start Document text

Many think of the value of Calculus in that it affords us the following capability: Given a problem that can be modeled mathematically (meaning we can come up with a description of the system using mathematical concepts and language), calculus allows us to find an optimal solution (for some definition of optimality).

While this is not incorrect (Calculus is often used for finding rates of change and thus locating optimality), it greatly undersubscribes to the power and beauty of this technique by framing it as a general-purpose optimization technique.

So how would I describe the value of Calculus?

I think of Calculus as an approach to problems solving; one that is built upon a single insight: continuity enables recursion ad infinitum.

This means that given a continuous problem, we can break it up into small pieces, solve the small pieces, and combine the solutions together to solve the original problem. Calculus gives us a formal language to apply this approach (divide-and-conquer) to any problem with a continuous mathematical description. This profound insight was first made by Euodoxus and Archimedes thousands of years ago, but was revolutionized by Newton and Leibniz who were able to devise 1) A general set of primitives and 2) A rigorous set of mechanics via which to manipulate those primitives. We call these primitives and mechanics Calculus.

The Fundamental theorem of calculus states, given an arbitrary function \(F(x)\) (not entirely arbitrary, a few restrictions apply..) , we can claim there exists a related function \(f(x)\) such that for any region described by endpoints \(a\) and \(b\): \(\int_a^b f(x) dx = F(b) - F(a)\)

On the RHS, we have the difference of the original function being evaluated at two endpoints of a region, defined by \(a\) and \(b\). On the LHS, we make the unbelievable claim that there exists a function \(f(x)\), somehow related to \(F(x)\), such that if we evaluate it at every point between \(a\) and \(b\) and sum up the results, we end up with the difference we obtained on the RHS when we evaluated \(F(x)\) at the endpoints of the region.

This approach is useful because it allows us to relate the behavior of an object at its surface (endpoints of \(F(x)\)) to its internal mechanics (integrating our way from \(a\) to \(b\) through \(f(x)\)). As a language, Calculus allows us to reason about the total behavior of an object by breaking it into smaller, simpler objects, exploiting some property of those simpler objects, combining the transformed objects and zooming back out.

This approach works mainly because complexity of an object can be divided into two groups: those that contribute to its behavior (useful information) and noise. At a high level, with Calculus, we can peer into the complexities of an object, separate out only pieces of information that drive its macro behavior and discard the noise or randomness that ends up being annihilated by other noise or randomness. Let us look at a concrete example that realizes this powerful but abstract idea.

Those familiar with electrodynamics will recognize the following formulation dictating the way an electric field changes in space:

\[{\nabla\cdot} E={\rho\over\epsilon_0}\]

This is the equation that James Maxwell wrote down over 200 years ago that marked the beginning of humanity’s understanding and mastery of electric and magnetic fields. This realization went on to fuel the creation of radios, televisions, computers, and many other critical inventions. To apply it, we use nothing but a generalization of the fundamental theorem of calculus, known as the divergence theorem:

\[\int_D ({\nabla\cdot} F)dV=\int_{\partial V} F\cdot ndS\]

This statement is a generalization of what we discussed seconds ago, relating the property of a field at the surface of an object (\(\partial D\)) to a related property of that field (its divergence) throughout the object (\(D\)). The key insight is that the LHS excludes all idiosyncratic factors of the field and thus, we can reason about a global property of the field over the object by only looking at the surface of the object. Using these techniques, and a few other key formulations that Maxwell came up with, we can characterize all macro properties of electric and magnetic fields (these rules break down at the quantum level but that’s not a problem since that wasn’t their purpose anyways..). As with many other inventions, Calculus was instrumental in our ability to take command of these invisible fields to propel our species into the next phase of human dominance over nature.

end Document text

Reproduce word for word the stretch of the calculus essay from "Many think of" through "recursion ad infinitum.".

start Data section

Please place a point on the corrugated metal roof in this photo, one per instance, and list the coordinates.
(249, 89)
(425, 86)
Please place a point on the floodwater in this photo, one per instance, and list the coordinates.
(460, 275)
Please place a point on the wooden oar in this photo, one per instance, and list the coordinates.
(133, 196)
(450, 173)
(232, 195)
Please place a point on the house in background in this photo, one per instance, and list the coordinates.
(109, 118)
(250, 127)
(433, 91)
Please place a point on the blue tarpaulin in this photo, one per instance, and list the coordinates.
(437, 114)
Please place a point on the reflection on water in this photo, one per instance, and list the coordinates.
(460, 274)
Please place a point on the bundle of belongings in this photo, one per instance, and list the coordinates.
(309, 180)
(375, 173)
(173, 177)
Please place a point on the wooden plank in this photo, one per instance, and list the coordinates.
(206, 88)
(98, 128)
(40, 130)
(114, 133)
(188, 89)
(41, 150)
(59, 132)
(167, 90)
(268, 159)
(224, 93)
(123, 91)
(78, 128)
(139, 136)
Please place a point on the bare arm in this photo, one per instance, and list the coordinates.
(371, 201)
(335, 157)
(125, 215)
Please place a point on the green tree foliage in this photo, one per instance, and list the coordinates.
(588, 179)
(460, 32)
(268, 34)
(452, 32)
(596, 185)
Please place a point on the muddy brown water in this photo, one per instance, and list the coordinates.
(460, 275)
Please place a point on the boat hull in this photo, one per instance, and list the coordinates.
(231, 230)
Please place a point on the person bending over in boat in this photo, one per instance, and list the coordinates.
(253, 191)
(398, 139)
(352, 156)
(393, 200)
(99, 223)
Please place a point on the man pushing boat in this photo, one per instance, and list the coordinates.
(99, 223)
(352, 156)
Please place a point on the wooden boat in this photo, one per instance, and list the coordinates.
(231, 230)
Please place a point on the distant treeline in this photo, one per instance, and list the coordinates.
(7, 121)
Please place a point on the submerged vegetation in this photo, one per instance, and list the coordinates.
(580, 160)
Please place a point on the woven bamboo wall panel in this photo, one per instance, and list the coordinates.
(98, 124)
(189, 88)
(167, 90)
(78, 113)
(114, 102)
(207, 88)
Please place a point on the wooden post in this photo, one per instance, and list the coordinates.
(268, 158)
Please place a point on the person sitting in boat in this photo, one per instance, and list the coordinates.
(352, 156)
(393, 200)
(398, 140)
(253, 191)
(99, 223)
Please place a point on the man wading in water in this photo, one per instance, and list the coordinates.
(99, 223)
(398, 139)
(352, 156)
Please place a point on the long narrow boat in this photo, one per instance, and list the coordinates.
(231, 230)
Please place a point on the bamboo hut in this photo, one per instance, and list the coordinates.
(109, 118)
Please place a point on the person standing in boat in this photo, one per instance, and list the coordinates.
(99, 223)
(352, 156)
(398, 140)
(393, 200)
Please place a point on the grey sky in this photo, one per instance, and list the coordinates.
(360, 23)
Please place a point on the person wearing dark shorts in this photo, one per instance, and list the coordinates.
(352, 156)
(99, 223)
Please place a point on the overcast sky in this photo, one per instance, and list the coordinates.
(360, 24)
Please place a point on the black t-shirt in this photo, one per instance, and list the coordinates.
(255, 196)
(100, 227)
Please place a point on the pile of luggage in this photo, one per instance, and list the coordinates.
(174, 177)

end Data section
start Data section

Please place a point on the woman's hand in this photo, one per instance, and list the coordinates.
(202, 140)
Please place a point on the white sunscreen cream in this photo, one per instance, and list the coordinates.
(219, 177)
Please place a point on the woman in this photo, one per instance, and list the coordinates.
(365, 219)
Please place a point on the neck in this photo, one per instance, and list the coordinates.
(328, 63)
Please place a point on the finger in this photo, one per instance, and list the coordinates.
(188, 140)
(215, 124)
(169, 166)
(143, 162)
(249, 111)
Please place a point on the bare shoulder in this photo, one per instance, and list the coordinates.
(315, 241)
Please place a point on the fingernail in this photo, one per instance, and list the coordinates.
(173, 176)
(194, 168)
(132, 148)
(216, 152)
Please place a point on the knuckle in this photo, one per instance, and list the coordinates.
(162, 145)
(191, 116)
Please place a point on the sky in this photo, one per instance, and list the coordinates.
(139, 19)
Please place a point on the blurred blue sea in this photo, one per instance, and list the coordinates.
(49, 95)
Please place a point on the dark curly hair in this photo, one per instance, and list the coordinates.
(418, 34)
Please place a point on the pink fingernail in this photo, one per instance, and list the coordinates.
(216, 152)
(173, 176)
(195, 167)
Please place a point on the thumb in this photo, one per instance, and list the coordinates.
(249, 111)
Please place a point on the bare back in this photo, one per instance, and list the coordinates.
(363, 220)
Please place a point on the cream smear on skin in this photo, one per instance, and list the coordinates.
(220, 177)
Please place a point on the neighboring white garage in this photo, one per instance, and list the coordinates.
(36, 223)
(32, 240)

end Data section

### Exercise output
Many think of the value of Calculus in that it affords us the following capability: Given a problem that can be modeled mathematically (meaning we can come up with a description of the system using mathematical concepts and language), calculus allows us to find an optimal solution (for some definition of optimality).

While this is not incorrect (Calculus is often used for finding rates of change and thus locating optimality), it greatly undersubscribes to the power and beauty of this technique by framing it as a general-purpose optimization technique.

So how would I describe the value of Calculus?

I think of Calculus as an approach to problems solving; one that is built upon a single insight: continuity enables recursion ad infinitum.